▸ **EXTRACTED TEXT**:
Louisiana teacher drives Uber on weekends to stay afloat; paying back $100,000 in grad school debt
Charity Schaffer thought things would be easier by age 31. But like millions of Americans, she is barely making it.
A middle school science teacher in Baton Rouge, Louisiana, she struggles to pay her bills on time. She frequently has to move money around or ask for extensions on her bills so her utilities don’t get cut off. She struggles with a crushing load of student loans: She has $100,000 in remaining debt from graduate school.
To get by, she often drives for Uber in her off hours. Weekends are typically the only time she can find to pick up shifts. She brings along her computer, grading papers in the car while waiting on calls to come in.
“I had too much going on, too many bills,” Schaffer says. “I just needed some extra money coming in from somewhere.”
Born and raised in rural St. Helena Parish, Schaffer received her master’s degree in urban forestry at Southern University. She fell into teaching science after discovering a love for education and children.
Teachers’ salaries in Louisiana vary, but private schools often pay much less than their public counterparts, which have more rigid certification standards.
Her monthly income at the private Christian school where she has worked for the past two years is roughly $2,300 before taxes are taken out, leaving her about $1,600 in take-home pay. Rent for the two-bedroom home she rents is $650 a month plus utility bills of about $225 a month.
After car payments, paying her phone bill, buying groceries and gas, Schaffer says she often comes up short. But the hardest part is not having any money left over money to spend on her 10-year-old niece, Tania, for whom she took legal guardianship last year.
“If I had more money, I’d like to be able to pick out a book and buy it for her. Or just to be able to drop what I’m doing and say, ‘hey, let’s go order pizza.’ Simple stuff, like going to the movies.”
Schaffer’s longtime boyfriend died of cancer last year, and she moved out of their apartment. “I just had to get out of there,” Schaffer recalls. “It was just too many memories.”
After moving out, Schaffer bounced around for a few months, staying with friends and family, unable to afford the rent on a place of her own.
“Everything out there that is nice is super expensive,” she says. “Most places start at about $950 to $1,500 a house.”
Rents have been on the rise for the past several years in Baton Rouge and other parts Louisiana. Some homes are in rough physical shape, such as a place with cheap rent but a leaky roof where Schaeffer lived in her 20s. “They never fixed that apartment,” she says. “But they kept spiking up the rent.”
Schaffer found her current home after a family friend who owns several properties helped her get into the space.
Still, Schaffer fears having her rent raised again, and is looking for better paying jobs while trying to improve her credit score and pay back her student loans. “It’s not like I want assistance,” she says. “I just want to get back get on my feet.”

▸ **BRIEF 1**:
Say whether each statement agrees with the article about the Louisiana teacher, answering yes or no and quoting the words of the article that decide it: (a) Schaffer's take-home pay is about $1,600 a month. (b) Schaffer teaches at a public school. (c) Schaffer earned her master's degree in education.
▸ **BRIEF 2**:
According to the article about the Louisiana teacher, how much is the monthly rent on Schaffer's two-bedroom home?
▸ **BRIEF 3**:
Reproduce everything in the article about the Louisiana teacher from "Teachers’ salaries in" down to "guardianship last year.".
Answer using only the article about the Louisiana teacher above.

▸ **MATERIAL PROVIDED**:
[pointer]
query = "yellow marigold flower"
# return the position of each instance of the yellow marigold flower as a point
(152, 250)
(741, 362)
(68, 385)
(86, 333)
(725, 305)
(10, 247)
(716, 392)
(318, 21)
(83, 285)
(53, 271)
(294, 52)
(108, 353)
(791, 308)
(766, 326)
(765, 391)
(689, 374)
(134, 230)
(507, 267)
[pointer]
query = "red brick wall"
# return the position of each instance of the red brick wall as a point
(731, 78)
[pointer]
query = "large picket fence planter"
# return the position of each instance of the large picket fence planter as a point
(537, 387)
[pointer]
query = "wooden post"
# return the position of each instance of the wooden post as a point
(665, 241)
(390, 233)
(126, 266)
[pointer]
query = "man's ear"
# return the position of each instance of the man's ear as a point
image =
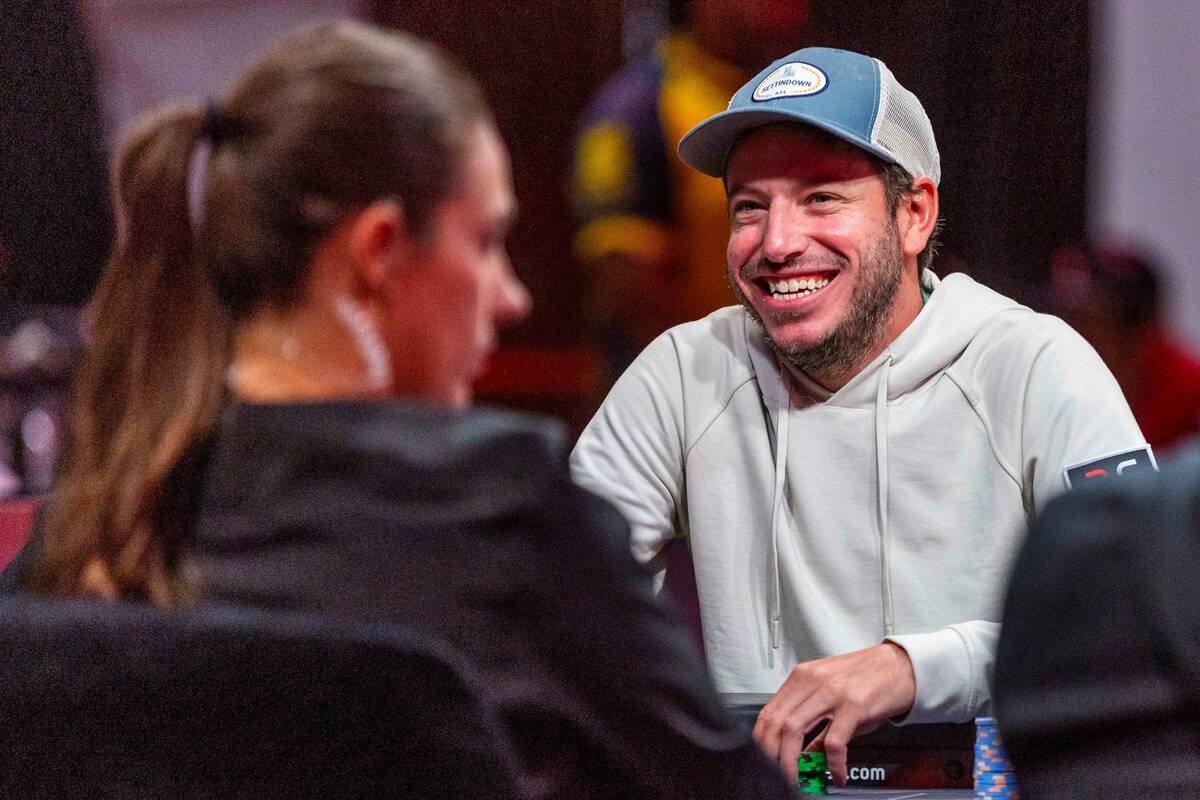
(377, 241)
(917, 216)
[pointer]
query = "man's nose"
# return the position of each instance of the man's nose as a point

▸ **PROBLEM SOLUTION 1**:
(a) Yes: "leaving her about $1,600 in take-home pay"
(b) No: "the private Christian school where she has worked for the past two years"
(c) No: "received her master’s degree in urban forestry at Southern University"

▸ **PROBLEM SOLUTION 2**:
Her rent is $650 a month.

▸ **PROBLEM SOLUTION 3**:
Teachers’ salaries in Louisiana vary, but private schools often pay much less than their public counterparts, which have more rigid certification standards.
Her monthly income at the private Christian school where she has worked for the past two years is roughly $2,300 before taxes are taken out, leaving her about $1,600 in take-home pay. Rent for the two-bedroom home she rents is $650 a month plus utility bills of about $225 a month.
After car payments, paying her phone bill, buying groceries and gas, Schaffer says she often comes up short. But the hardest part is not having any money left over money to spend on her 10-year-old niece, Tania, for whom she took legal guardianship last year.